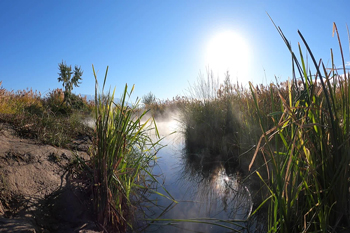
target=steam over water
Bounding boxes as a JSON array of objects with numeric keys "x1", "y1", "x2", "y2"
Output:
[
  {"x1": 138, "y1": 116, "x2": 256, "y2": 233},
  {"x1": 85, "y1": 113, "x2": 259, "y2": 233}
]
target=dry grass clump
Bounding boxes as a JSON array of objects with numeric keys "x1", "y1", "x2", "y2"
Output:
[{"x1": 0, "y1": 83, "x2": 93, "y2": 146}]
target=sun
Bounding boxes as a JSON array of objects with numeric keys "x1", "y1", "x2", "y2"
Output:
[{"x1": 205, "y1": 31, "x2": 249, "y2": 81}]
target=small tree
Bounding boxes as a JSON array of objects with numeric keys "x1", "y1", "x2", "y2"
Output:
[
  {"x1": 142, "y1": 92, "x2": 156, "y2": 105},
  {"x1": 58, "y1": 61, "x2": 83, "y2": 105}
]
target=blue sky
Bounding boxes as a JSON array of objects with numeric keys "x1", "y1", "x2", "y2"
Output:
[{"x1": 0, "y1": 0, "x2": 350, "y2": 99}]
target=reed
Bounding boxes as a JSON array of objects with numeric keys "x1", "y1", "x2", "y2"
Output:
[
  {"x1": 250, "y1": 21, "x2": 350, "y2": 232},
  {"x1": 92, "y1": 67, "x2": 173, "y2": 232}
]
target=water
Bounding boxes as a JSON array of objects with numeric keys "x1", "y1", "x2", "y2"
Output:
[{"x1": 138, "y1": 121, "x2": 260, "y2": 233}]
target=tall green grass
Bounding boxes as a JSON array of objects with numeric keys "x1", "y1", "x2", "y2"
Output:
[
  {"x1": 92, "y1": 67, "x2": 174, "y2": 232},
  {"x1": 250, "y1": 21, "x2": 350, "y2": 232}
]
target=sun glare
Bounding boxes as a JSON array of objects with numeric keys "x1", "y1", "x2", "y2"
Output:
[{"x1": 205, "y1": 31, "x2": 249, "y2": 81}]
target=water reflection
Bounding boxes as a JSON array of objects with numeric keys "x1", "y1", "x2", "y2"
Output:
[
  {"x1": 138, "y1": 119, "x2": 266, "y2": 233},
  {"x1": 179, "y1": 150, "x2": 253, "y2": 220}
]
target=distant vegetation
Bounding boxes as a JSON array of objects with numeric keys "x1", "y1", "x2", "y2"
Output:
[
  {"x1": 0, "y1": 83, "x2": 93, "y2": 147},
  {"x1": 58, "y1": 61, "x2": 83, "y2": 105},
  {"x1": 181, "y1": 21, "x2": 350, "y2": 232},
  {"x1": 0, "y1": 21, "x2": 350, "y2": 232}
]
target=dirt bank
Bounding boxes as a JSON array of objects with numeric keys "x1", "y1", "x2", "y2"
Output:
[{"x1": 0, "y1": 123, "x2": 101, "y2": 233}]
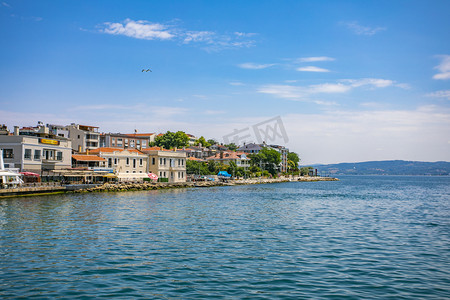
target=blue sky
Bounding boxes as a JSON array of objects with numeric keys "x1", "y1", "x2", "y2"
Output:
[{"x1": 0, "y1": 0, "x2": 450, "y2": 164}]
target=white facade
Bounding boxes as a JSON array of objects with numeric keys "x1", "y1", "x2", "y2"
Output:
[
  {"x1": 0, "y1": 135, "x2": 72, "y2": 174},
  {"x1": 145, "y1": 150, "x2": 186, "y2": 182}
]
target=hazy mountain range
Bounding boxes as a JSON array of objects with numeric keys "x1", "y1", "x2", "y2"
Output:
[{"x1": 313, "y1": 160, "x2": 450, "y2": 175}]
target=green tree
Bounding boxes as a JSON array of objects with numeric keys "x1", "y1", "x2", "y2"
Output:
[
  {"x1": 155, "y1": 131, "x2": 189, "y2": 149},
  {"x1": 249, "y1": 147, "x2": 281, "y2": 176},
  {"x1": 195, "y1": 136, "x2": 211, "y2": 148},
  {"x1": 186, "y1": 160, "x2": 209, "y2": 175},
  {"x1": 288, "y1": 152, "x2": 300, "y2": 169},
  {"x1": 207, "y1": 139, "x2": 217, "y2": 145}
]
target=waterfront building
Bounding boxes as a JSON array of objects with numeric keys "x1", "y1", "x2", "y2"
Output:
[
  {"x1": 237, "y1": 142, "x2": 289, "y2": 172},
  {"x1": 142, "y1": 147, "x2": 186, "y2": 182},
  {"x1": 86, "y1": 147, "x2": 148, "y2": 174},
  {"x1": 72, "y1": 154, "x2": 106, "y2": 170},
  {"x1": 100, "y1": 133, "x2": 155, "y2": 150},
  {"x1": 0, "y1": 131, "x2": 72, "y2": 175},
  {"x1": 64, "y1": 123, "x2": 100, "y2": 153},
  {"x1": 206, "y1": 151, "x2": 250, "y2": 170}
]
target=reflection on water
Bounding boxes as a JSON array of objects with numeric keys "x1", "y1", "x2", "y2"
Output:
[{"x1": 0, "y1": 176, "x2": 450, "y2": 299}]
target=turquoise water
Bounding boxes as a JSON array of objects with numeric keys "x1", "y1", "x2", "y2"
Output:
[{"x1": 0, "y1": 176, "x2": 450, "y2": 299}]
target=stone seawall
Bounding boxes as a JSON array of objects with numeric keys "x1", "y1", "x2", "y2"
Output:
[
  {"x1": 0, "y1": 176, "x2": 339, "y2": 198},
  {"x1": 74, "y1": 176, "x2": 339, "y2": 193}
]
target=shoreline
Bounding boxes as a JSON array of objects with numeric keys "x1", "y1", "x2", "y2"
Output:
[{"x1": 0, "y1": 176, "x2": 339, "y2": 198}]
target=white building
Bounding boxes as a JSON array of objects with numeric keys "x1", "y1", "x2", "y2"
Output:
[
  {"x1": 142, "y1": 147, "x2": 186, "y2": 182},
  {"x1": 64, "y1": 123, "x2": 100, "y2": 153},
  {"x1": 0, "y1": 134, "x2": 72, "y2": 174}
]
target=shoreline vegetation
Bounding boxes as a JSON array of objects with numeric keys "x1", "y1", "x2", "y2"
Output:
[{"x1": 0, "y1": 176, "x2": 339, "y2": 198}]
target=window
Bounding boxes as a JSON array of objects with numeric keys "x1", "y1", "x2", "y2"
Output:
[
  {"x1": 34, "y1": 150, "x2": 41, "y2": 160},
  {"x1": 3, "y1": 149, "x2": 14, "y2": 158},
  {"x1": 23, "y1": 149, "x2": 31, "y2": 159}
]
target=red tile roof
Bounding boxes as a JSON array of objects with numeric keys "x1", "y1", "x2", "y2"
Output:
[
  {"x1": 186, "y1": 157, "x2": 206, "y2": 161},
  {"x1": 72, "y1": 154, "x2": 106, "y2": 161},
  {"x1": 89, "y1": 147, "x2": 144, "y2": 154}
]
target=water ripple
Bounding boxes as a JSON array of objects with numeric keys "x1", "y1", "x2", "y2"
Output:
[{"x1": 0, "y1": 176, "x2": 450, "y2": 299}]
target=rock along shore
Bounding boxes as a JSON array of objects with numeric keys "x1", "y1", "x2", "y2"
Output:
[{"x1": 73, "y1": 176, "x2": 339, "y2": 193}]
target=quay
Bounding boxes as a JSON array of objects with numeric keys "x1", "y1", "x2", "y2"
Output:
[{"x1": 0, "y1": 176, "x2": 339, "y2": 198}]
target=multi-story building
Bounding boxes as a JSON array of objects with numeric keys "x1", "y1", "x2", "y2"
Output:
[
  {"x1": 142, "y1": 149, "x2": 186, "y2": 182},
  {"x1": 237, "y1": 143, "x2": 289, "y2": 172},
  {"x1": 72, "y1": 154, "x2": 106, "y2": 170},
  {"x1": 88, "y1": 147, "x2": 148, "y2": 174},
  {"x1": 64, "y1": 123, "x2": 100, "y2": 153},
  {"x1": 0, "y1": 131, "x2": 72, "y2": 175},
  {"x1": 206, "y1": 151, "x2": 250, "y2": 170},
  {"x1": 100, "y1": 133, "x2": 155, "y2": 150}
]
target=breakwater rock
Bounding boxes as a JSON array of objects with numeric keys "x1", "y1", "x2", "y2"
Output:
[{"x1": 74, "y1": 176, "x2": 339, "y2": 193}]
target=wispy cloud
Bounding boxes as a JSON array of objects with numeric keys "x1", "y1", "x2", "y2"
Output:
[
  {"x1": 297, "y1": 56, "x2": 335, "y2": 63},
  {"x1": 98, "y1": 19, "x2": 256, "y2": 50},
  {"x1": 238, "y1": 63, "x2": 275, "y2": 70},
  {"x1": 204, "y1": 110, "x2": 226, "y2": 115},
  {"x1": 297, "y1": 66, "x2": 330, "y2": 72},
  {"x1": 433, "y1": 55, "x2": 450, "y2": 80},
  {"x1": 341, "y1": 21, "x2": 386, "y2": 36},
  {"x1": 257, "y1": 78, "x2": 402, "y2": 100},
  {"x1": 427, "y1": 90, "x2": 450, "y2": 100},
  {"x1": 100, "y1": 19, "x2": 175, "y2": 40}
]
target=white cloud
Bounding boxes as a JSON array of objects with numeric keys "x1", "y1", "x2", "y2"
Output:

- _TASK REQUIREMENTS_
All lines from the one that contains "target=breakwater rock" through the end of the material are to be quoted exactly, with both ends included.

- _FINISHED TASK_
target=breakwater rock
Bounding boxes as a JSON array of objects with numeric keys "x1", "y1", "x2", "y2"
Output:
[{"x1": 74, "y1": 176, "x2": 339, "y2": 193}]
target=wispy cloud
Bounding boxes as a JSON array of objects with numeric keys "x1", "y1", "x2", "y2"
Output:
[
  {"x1": 297, "y1": 56, "x2": 335, "y2": 63},
  {"x1": 98, "y1": 19, "x2": 256, "y2": 50},
  {"x1": 238, "y1": 63, "x2": 275, "y2": 70},
  {"x1": 204, "y1": 110, "x2": 226, "y2": 115},
  {"x1": 297, "y1": 66, "x2": 330, "y2": 72},
  {"x1": 433, "y1": 55, "x2": 450, "y2": 80},
  {"x1": 341, "y1": 21, "x2": 386, "y2": 36},
  {"x1": 257, "y1": 78, "x2": 402, "y2": 100},
  {"x1": 427, "y1": 90, "x2": 450, "y2": 100},
  {"x1": 100, "y1": 19, "x2": 175, "y2": 40}
]
target=white cloud
Bounding boxes as a JSON array of objects with numeric keys "x1", "y1", "x2", "y2"
Output:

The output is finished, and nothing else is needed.